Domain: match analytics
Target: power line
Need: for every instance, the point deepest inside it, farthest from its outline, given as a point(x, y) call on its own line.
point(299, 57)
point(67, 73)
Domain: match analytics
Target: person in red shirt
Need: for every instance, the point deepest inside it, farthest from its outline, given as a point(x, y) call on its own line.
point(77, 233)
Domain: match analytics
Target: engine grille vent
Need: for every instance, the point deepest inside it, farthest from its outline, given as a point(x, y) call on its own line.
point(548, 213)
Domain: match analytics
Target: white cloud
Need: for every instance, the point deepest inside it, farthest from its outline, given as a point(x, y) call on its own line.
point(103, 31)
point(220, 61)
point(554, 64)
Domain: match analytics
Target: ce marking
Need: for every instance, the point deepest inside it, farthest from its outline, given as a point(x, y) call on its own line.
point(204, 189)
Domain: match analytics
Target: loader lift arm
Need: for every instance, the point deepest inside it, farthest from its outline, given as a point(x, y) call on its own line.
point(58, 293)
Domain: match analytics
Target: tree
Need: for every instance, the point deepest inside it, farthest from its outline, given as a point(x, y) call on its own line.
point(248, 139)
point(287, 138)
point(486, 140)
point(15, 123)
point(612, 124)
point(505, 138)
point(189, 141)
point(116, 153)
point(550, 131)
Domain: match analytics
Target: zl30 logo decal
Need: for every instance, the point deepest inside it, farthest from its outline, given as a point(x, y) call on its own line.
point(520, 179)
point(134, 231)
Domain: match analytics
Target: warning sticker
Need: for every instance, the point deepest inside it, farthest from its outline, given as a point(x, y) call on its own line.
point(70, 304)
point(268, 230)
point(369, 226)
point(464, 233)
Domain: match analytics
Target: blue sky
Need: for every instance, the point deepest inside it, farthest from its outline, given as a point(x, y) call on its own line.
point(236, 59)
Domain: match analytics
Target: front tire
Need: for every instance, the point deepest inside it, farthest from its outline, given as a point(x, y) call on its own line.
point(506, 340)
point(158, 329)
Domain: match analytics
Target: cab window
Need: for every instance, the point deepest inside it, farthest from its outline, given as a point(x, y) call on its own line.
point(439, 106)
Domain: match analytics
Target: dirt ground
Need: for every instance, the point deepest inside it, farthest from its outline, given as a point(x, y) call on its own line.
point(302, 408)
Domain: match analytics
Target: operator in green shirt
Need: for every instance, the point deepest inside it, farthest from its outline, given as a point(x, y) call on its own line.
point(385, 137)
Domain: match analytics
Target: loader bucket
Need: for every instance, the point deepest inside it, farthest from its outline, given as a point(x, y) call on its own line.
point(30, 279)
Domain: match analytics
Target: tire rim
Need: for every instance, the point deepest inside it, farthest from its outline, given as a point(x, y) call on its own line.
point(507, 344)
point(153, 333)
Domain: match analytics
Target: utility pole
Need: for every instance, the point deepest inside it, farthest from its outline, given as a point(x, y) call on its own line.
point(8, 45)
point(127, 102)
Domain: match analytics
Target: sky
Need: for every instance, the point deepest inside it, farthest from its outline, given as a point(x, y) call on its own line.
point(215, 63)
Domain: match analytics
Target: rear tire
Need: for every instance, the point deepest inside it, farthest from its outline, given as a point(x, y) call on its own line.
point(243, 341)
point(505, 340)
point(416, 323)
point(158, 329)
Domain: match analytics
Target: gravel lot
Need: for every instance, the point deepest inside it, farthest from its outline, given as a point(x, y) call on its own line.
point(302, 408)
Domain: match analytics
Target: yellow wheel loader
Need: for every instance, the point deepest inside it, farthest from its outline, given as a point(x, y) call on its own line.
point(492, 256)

● EXERCISE DESCRIPTION
Reproduce all of the rows above verbatim, keeping every line unchanged and in its original order.

● TASK RESPONSE
Domain: match analytics
Target: power line
Need: for every instance, the point deepest inside it, farthest from its outline, given as a point(x, y) call on its own line.
point(299, 57)
point(67, 73)
Domain: match analytics
Target: person in red shirt
Need: for every instance, the point deepest inside it, farthest from its outline, given as a point(x, y) call on its own line.
point(77, 233)
Domain: match analytics
Target: engine grille vent
Need: for every instance, the point deepest inside it, farthest from its outline, given as a point(x, y) call on its own line.
point(548, 213)
Domain: match analytics
Target: white cloud
Need: for every instance, the point deepest inside it, farthest from its outline, given as a point(x, y) call on its own line.
point(103, 31)
point(220, 61)
point(554, 64)
Domain: match analytics
Target: ce marking
Need: for every instance, the point deepest inside it, farthest from its outline, given as a point(x, y) call on its own line.
point(204, 189)
Domain: match analytics
Target: loader lift arm
Need: for every instance, the point deepest inside it, farthest from its outline, given as a point(x, y) call on its own line.
point(58, 293)
Domain: match analytics
Target: tree
Need: for every instance, the point deepest inside it, farthest from its outline, given as a point(x, y) call on its own line.
point(248, 139)
point(287, 138)
point(486, 140)
point(15, 123)
point(612, 124)
point(505, 138)
point(189, 141)
point(116, 153)
point(550, 131)
Domain: match analytics
Target: zl30 logo decal
Need: for every instance, the point deepest inside it, farthest from its outline, given as a point(x, y) call on its own line.
point(520, 179)
point(134, 231)
Domain: match analytics
Target: warning sticker
Need: for every instance, the point deepest inside it, farthest from its outline, given as a point(x, y) call on its own line.
point(70, 304)
point(268, 230)
point(369, 226)
point(464, 233)
Domain: match analytics
Target: blue sky
Need: for every instance, the point deepest inside it, farthest from its outline, given as a point(x, y) call on its own line.
point(236, 59)
Domain: match analytics
Target: front tire
Need: for every instance, the point deepest inside it, farthest from its outline, given as a point(x, y) call on its own line.
point(506, 340)
point(158, 329)
Domain: match analytics
Target: cab window
Need: for every instance, the point deepest inside it, farthest from its outline, given as a point(x, y) call on its own line.
point(439, 106)
Domain: match analytics
Target: dirt ground
Need: for every instance, the point deepest inside it, farthest from its outline, given as a point(x, y) call on its own line.
point(302, 408)
Domain: match analytics
Target: operator in green shirt
Need: for every instance, the point deepest inside it, farthest from its outline, given as a point(x, y) call on its own line.
point(385, 137)
Domain: match analytics
Target: loader bucket
Need: for every instance, the point deepest inside it, farthest from its outline, given as a point(x, y) call on its own line.
point(30, 279)
Domain: match analytics
Target: tire rim
Need: for every instance, the point deepest inside it, farthest from its outline, given as a point(x, y) call on its own line.
point(507, 344)
point(153, 333)
Domain: match analytics
Target: utility pole
Need: for every instance, the point deepest inside it, farthest from its outline, given as a point(x, y) call on its own line.
point(8, 45)
point(127, 102)
Domain: match analytics
Target: sky
Need: for every instance, the point deepest inside it, farthest from its outline, given as a point(x, y) call on its own line.
point(215, 63)
Domain: match analytics
Target: rear tire
Need: for every instance, the point deepest inside it, farthest from its outline, given as a point(x, y) call on its own line.
point(243, 341)
point(505, 340)
point(416, 323)
point(158, 329)
Domain: match analytics
Target: gravel lot
Need: for every instance, the point deepest inside it, farthest from its outline, given as a point(x, y) call on its own line.
point(302, 408)
Domain: match analytics
Target: yellow wheel loader
Need: for every instance, the point deepest inside it, farthest from its outline, given as a point(x, y) call on its own line.
point(492, 256)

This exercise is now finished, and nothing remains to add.